_Directive_:
Copy out exactly the lines from the line containing "Mark every instance of the flower" to the end of the listing.

* start Data excerpts *

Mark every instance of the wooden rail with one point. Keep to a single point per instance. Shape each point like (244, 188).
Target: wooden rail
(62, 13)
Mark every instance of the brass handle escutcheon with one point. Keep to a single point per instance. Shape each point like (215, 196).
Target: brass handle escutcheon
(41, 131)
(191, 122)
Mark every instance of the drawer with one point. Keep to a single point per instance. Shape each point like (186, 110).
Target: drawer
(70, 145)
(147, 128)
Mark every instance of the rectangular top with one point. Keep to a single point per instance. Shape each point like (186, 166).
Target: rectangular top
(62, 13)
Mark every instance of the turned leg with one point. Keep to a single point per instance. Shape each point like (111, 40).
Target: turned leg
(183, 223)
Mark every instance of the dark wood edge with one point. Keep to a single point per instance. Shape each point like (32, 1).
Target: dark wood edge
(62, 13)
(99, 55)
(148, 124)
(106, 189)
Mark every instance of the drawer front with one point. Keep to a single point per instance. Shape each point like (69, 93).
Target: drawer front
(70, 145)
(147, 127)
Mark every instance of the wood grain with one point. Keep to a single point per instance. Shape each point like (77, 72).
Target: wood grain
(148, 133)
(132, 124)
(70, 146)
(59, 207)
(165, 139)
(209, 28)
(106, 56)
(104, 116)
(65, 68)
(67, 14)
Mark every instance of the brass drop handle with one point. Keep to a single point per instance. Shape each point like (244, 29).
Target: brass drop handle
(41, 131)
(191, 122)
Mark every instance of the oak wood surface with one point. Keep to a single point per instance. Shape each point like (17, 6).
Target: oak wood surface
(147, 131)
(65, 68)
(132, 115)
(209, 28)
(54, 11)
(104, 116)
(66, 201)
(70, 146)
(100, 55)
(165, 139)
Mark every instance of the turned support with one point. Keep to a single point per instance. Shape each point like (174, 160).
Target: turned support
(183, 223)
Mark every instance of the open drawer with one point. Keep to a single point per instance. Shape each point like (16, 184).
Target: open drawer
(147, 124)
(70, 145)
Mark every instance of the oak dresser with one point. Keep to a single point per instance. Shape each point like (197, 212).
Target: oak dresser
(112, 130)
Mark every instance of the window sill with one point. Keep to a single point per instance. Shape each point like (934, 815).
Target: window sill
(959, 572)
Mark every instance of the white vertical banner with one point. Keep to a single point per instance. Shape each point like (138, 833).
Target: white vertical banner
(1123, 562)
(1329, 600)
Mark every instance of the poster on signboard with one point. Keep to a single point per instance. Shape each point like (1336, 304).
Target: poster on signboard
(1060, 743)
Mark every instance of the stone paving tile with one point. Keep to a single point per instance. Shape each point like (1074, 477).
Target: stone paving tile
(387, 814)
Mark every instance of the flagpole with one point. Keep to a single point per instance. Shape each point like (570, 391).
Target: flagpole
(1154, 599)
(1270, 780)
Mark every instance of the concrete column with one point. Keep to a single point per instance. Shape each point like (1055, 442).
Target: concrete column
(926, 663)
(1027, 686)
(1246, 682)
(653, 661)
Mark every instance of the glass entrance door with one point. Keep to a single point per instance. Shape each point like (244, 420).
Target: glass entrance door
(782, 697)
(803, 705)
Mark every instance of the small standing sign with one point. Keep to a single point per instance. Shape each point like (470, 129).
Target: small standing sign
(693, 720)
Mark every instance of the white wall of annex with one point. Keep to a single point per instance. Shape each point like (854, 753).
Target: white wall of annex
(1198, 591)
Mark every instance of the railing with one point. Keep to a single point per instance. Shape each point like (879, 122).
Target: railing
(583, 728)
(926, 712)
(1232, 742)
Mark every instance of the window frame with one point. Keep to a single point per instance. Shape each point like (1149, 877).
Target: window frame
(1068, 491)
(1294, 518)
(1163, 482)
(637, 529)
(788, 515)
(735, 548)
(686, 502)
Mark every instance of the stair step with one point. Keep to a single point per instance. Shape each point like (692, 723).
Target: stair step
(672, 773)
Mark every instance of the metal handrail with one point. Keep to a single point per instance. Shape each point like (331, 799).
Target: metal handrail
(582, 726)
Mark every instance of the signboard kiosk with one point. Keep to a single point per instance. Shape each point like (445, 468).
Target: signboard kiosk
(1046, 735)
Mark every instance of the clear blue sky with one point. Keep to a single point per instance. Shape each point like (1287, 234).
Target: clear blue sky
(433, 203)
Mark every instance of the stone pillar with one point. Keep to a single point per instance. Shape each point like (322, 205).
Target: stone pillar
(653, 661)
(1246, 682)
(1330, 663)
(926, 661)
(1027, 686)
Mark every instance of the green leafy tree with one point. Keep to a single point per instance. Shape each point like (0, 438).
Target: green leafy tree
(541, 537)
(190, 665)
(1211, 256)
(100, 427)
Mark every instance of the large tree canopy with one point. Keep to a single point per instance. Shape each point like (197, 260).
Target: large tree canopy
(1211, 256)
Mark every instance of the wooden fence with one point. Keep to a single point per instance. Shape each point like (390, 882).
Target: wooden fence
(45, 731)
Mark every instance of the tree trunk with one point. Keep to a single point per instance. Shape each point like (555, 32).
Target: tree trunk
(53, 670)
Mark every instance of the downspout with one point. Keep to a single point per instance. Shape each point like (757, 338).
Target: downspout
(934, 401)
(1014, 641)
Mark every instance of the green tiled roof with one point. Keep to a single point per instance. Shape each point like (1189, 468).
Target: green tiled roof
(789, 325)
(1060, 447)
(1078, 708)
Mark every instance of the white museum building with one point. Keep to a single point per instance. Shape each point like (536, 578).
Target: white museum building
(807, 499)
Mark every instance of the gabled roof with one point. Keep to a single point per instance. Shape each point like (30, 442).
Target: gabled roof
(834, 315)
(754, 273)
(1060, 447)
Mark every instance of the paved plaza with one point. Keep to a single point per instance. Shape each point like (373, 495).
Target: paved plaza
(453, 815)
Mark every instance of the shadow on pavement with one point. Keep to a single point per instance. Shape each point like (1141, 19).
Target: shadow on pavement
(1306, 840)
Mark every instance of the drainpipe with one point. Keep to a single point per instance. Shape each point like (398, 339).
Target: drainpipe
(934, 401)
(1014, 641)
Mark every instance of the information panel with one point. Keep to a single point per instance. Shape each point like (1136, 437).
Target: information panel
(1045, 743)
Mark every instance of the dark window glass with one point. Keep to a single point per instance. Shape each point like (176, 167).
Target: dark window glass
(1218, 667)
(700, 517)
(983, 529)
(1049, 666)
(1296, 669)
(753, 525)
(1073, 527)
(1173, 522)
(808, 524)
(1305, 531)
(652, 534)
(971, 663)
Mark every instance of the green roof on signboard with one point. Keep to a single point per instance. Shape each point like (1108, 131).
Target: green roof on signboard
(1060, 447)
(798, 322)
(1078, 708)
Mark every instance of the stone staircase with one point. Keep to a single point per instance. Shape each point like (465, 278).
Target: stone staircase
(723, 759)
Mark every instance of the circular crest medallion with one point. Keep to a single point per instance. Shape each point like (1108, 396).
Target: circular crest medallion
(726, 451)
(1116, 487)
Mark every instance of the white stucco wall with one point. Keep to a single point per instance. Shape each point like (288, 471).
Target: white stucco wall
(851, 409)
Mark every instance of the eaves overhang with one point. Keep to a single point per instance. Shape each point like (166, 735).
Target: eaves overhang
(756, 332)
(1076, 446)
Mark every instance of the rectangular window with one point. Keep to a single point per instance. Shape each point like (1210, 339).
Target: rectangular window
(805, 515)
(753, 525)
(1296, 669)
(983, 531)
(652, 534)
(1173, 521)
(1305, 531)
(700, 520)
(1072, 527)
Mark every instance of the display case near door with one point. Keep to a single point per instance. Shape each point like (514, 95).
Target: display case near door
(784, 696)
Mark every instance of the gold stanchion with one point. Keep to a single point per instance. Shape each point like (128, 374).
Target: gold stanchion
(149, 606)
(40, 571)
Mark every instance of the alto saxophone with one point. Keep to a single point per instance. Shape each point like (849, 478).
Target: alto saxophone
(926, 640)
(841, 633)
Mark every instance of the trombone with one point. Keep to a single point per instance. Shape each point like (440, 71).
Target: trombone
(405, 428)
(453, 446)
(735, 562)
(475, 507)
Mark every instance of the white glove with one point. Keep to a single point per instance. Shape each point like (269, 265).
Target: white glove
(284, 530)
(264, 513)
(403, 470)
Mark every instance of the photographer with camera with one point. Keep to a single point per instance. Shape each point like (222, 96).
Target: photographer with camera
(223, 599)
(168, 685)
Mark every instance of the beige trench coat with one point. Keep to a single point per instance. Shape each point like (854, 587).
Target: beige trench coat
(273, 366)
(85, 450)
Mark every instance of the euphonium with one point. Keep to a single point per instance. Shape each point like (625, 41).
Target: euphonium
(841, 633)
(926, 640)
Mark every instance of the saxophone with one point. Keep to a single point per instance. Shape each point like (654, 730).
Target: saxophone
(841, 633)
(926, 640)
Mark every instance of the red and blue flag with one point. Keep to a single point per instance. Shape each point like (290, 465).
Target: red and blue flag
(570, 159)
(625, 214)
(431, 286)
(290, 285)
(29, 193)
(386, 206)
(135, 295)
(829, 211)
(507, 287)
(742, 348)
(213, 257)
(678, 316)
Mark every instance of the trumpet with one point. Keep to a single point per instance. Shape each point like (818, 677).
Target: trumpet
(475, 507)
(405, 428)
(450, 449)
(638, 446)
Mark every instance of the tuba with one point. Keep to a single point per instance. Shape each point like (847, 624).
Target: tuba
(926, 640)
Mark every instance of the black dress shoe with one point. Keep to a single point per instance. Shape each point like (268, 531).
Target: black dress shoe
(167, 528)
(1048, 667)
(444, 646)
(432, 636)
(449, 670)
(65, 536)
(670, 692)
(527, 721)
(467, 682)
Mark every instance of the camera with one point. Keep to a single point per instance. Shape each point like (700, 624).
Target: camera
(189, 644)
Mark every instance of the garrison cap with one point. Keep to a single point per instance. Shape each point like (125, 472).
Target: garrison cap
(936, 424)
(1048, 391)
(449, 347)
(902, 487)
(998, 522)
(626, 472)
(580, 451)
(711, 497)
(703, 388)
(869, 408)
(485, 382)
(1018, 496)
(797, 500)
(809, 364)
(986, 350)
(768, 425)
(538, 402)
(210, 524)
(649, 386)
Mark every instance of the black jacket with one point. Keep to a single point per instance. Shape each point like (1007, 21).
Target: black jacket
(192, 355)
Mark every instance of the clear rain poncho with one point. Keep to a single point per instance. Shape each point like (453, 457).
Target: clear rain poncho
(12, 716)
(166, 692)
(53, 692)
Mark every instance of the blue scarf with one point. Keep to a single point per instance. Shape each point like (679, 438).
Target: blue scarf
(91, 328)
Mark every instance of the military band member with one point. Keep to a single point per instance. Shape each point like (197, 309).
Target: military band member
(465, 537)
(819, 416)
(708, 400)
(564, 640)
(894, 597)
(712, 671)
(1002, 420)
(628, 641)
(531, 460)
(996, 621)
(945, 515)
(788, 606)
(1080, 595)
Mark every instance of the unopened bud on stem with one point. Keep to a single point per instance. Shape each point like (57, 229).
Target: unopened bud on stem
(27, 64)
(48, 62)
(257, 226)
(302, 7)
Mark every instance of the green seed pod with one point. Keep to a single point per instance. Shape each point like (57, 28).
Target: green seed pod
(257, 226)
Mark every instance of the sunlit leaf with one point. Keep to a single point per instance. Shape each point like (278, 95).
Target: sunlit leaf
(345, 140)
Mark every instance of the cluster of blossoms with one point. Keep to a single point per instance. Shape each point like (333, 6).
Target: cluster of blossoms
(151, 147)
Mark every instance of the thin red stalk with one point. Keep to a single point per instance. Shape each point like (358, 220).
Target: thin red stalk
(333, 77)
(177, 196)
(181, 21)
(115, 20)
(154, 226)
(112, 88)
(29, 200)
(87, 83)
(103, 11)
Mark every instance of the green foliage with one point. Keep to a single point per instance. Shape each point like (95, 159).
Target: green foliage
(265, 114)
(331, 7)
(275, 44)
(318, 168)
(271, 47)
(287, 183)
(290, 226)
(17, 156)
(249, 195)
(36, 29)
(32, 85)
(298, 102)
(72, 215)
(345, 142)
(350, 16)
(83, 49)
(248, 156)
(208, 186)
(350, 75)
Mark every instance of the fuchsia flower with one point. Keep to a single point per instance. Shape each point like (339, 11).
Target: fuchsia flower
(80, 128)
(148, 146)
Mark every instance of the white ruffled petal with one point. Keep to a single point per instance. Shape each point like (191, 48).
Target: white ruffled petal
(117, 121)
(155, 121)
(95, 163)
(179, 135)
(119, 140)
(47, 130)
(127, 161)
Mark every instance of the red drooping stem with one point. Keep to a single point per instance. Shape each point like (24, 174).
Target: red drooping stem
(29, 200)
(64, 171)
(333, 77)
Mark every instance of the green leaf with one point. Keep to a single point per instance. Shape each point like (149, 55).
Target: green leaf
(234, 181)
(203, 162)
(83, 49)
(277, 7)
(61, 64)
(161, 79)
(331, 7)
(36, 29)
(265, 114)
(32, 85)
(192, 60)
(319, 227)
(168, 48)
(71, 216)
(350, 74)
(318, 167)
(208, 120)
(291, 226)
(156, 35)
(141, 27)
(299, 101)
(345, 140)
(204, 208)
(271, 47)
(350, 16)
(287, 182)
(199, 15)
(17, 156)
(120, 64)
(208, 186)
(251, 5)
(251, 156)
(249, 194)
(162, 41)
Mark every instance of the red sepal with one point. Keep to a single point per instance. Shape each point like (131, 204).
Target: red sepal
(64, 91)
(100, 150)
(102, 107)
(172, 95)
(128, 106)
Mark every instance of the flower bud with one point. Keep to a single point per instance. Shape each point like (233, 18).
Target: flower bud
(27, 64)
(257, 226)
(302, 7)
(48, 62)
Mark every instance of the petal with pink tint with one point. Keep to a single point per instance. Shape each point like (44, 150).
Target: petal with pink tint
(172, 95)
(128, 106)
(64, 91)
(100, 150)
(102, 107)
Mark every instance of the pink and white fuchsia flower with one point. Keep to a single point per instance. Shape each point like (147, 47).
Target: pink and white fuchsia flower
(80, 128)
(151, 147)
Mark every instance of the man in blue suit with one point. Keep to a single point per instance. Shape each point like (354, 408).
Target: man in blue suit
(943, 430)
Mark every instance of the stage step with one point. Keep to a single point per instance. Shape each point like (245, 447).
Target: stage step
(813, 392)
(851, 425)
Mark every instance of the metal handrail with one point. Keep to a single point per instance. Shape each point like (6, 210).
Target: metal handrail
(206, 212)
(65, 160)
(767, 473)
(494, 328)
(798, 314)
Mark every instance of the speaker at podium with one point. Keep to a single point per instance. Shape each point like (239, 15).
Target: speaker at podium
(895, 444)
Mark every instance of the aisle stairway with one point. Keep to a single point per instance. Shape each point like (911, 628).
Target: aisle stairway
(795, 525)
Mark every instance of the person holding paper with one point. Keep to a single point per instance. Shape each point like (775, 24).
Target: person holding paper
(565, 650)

* end Data excerpts *

_Finished answer_:
Mark every instance of the flower bud with one point. Keep to a single point per instance. Shape each point like (233, 18).
Target: flower bud
(27, 64)
(257, 226)
(302, 7)
(48, 62)
Mark every instance of the petal with pink tint with one point. Keep to a single point per instance. Shape each point like (44, 150).
Target: petal with pink tint
(172, 95)
(128, 106)
(64, 91)
(100, 150)
(102, 107)
Mark every instance of the pink and white fuchsia flower with one point. Keep to a single point per instance. Shape each point like (147, 47).
Target: pink and white fuchsia flower
(80, 128)
(151, 147)
Mark every instance of the man in blue suit with one point. Keep to a single point per instance. Shape each point like (354, 408).
Target: man in blue suit
(943, 430)
Mark every instance of the stage step with one point. Keep to a single point per instance. Shape each point like (245, 447).
Target: stage step
(813, 392)
(851, 425)
Mark every instance of the metal handrail with one point. Keep to a single point per instance. Shape each point like (6, 210).
Target: metal handrail
(206, 212)
(65, 160)
(767, 473)
(494, 328)
(798, 314)
Mark every instance of the speaker at podium with one point. Keep to a single point per instance. Shape each point like (239, 15).
Target: speaker at podium
(895, 444)
Mark every instance of the aisle stairway with one point. Keep to a single point per instance. Shape each point like (911, 628).
Target: aisle stairway
(795, 525)
Mark every instance of the person holding paper with one point. Keep to a single point per instance. Shape each point like (775, 24).
Target: person holding paper
(565, 650)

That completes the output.